→ **Stored records**:
+ + + +

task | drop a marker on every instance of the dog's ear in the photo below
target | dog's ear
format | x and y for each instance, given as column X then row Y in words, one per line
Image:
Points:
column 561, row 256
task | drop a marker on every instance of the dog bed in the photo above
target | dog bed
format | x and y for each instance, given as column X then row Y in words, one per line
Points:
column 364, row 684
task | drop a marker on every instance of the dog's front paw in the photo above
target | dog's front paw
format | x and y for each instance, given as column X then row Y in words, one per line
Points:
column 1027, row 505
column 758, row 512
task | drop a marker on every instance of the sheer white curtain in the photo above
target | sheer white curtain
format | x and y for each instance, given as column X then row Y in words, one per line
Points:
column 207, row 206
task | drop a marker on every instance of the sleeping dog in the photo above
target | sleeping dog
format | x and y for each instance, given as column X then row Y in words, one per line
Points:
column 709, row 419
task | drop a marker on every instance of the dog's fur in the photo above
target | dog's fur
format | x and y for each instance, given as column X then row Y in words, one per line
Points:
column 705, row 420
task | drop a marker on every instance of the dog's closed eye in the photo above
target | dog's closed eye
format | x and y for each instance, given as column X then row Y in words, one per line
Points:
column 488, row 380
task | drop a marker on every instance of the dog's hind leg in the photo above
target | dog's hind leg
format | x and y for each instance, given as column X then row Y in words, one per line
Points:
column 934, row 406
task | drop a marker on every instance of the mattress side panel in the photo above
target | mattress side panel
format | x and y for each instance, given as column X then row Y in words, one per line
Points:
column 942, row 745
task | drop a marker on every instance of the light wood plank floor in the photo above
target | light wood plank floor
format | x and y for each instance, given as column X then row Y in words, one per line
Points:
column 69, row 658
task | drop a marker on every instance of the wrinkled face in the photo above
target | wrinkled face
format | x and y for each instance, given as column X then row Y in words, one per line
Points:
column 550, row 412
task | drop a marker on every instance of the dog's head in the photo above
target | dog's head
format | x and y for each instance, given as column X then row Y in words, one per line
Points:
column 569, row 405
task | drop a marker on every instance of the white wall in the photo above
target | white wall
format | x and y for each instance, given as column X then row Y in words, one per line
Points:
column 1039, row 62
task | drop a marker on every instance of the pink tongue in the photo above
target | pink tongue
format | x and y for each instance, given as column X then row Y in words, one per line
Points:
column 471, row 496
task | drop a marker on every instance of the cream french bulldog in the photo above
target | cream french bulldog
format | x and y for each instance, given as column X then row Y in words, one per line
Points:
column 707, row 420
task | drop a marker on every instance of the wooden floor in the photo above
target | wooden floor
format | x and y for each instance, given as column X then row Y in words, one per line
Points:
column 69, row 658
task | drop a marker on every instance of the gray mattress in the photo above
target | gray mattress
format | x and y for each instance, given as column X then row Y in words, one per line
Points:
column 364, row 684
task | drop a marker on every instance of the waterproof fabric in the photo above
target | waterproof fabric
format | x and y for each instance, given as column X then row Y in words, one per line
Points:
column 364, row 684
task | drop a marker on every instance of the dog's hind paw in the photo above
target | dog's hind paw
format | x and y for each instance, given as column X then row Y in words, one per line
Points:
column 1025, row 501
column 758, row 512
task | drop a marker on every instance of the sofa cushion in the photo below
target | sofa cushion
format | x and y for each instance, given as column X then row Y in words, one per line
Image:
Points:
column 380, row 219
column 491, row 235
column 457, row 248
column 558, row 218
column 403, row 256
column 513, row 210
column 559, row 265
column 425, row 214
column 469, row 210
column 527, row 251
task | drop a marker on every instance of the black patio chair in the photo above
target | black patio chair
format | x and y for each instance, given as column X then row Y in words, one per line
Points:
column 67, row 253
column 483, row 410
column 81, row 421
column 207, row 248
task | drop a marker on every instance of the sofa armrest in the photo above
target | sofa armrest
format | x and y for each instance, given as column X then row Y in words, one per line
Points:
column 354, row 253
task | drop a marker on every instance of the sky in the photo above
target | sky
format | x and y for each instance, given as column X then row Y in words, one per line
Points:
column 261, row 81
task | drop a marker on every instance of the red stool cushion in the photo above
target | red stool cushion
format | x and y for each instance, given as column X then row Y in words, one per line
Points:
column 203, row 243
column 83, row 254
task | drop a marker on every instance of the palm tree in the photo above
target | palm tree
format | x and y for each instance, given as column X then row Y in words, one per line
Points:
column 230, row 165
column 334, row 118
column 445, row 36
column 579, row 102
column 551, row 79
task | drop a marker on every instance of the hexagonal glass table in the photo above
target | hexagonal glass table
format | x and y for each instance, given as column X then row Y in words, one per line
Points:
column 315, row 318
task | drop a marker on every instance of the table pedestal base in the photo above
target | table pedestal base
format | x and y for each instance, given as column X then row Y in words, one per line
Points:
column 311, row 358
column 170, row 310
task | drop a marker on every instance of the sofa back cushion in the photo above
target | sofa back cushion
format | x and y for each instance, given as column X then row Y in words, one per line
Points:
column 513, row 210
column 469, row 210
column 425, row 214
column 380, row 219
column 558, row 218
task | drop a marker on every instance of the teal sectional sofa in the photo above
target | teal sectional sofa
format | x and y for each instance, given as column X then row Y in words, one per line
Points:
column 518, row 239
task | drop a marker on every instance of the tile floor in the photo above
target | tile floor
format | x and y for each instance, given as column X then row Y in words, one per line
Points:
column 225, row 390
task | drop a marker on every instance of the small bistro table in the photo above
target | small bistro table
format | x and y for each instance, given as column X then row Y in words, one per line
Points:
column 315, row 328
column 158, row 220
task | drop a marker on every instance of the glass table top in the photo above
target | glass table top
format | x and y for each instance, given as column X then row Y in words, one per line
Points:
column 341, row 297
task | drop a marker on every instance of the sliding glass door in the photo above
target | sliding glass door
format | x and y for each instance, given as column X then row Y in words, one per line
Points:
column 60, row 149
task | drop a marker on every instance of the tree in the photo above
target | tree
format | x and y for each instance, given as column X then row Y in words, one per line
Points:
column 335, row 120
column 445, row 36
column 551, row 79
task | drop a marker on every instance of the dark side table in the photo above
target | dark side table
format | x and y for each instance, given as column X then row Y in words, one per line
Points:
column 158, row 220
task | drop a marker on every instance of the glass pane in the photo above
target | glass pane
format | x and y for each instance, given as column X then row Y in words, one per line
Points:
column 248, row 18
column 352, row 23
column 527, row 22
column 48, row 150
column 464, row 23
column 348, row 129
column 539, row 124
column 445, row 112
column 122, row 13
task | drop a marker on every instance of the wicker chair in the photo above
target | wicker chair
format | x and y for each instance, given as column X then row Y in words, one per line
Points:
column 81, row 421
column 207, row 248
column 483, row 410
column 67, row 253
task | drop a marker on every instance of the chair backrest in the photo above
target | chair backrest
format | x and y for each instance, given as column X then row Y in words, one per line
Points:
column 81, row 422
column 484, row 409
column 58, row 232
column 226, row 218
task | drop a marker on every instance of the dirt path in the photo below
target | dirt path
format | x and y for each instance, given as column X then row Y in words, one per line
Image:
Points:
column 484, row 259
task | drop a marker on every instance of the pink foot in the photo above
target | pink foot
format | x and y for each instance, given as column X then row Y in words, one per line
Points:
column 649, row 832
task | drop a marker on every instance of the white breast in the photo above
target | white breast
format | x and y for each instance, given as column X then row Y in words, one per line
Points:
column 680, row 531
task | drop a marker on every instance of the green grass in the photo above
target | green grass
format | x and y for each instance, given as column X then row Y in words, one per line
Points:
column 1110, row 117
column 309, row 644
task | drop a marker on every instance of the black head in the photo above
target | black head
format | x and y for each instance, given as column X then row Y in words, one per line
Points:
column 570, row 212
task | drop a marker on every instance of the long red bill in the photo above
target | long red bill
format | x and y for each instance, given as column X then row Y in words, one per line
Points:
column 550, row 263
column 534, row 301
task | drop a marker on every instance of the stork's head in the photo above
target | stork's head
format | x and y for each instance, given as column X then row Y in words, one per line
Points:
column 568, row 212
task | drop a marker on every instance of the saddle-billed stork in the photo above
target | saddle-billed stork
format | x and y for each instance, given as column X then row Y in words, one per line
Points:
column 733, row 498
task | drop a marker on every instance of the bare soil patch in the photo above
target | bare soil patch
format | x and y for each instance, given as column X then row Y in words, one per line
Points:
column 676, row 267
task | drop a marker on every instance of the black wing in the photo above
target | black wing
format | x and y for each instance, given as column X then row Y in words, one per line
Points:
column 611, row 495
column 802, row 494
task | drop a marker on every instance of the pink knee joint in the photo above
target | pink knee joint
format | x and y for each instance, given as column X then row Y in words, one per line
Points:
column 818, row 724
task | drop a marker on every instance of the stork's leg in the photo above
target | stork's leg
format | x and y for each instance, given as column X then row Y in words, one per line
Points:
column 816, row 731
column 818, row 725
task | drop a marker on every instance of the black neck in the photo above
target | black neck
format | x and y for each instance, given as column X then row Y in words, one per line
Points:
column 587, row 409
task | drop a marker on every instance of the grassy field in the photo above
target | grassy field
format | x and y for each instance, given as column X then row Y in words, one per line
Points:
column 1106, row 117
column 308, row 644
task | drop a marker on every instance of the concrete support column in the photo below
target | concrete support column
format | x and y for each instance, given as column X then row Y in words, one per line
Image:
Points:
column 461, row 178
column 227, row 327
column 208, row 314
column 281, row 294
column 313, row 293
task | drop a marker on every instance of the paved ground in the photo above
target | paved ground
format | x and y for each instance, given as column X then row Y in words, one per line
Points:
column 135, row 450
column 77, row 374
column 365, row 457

+ + + +

Look above for the line with "target | small bistro table" and the line with "target | tree". Retype those two lines and every line between them exactly, adding nothing.

target | small bistro table
format | x and y for each instance, given as column X then row Y in words, one per line
Points:
column 315, row 328
column 158, row 220
task | drop a marker on every instance of the glass table top in the photo above
target | glass table top
format | x and y for each instance, given as column X then row Y in words, one per line
Points:
column 341, row 297
task | drop a marker on every instance of the sliding glass door in the photo above
target | sliding glass door
format | x and y for each instance, given as column X then row Y in words, one per line
Points:
column 60, row 149
task | drop a marker on every instance of the tree in the photo above
target | tree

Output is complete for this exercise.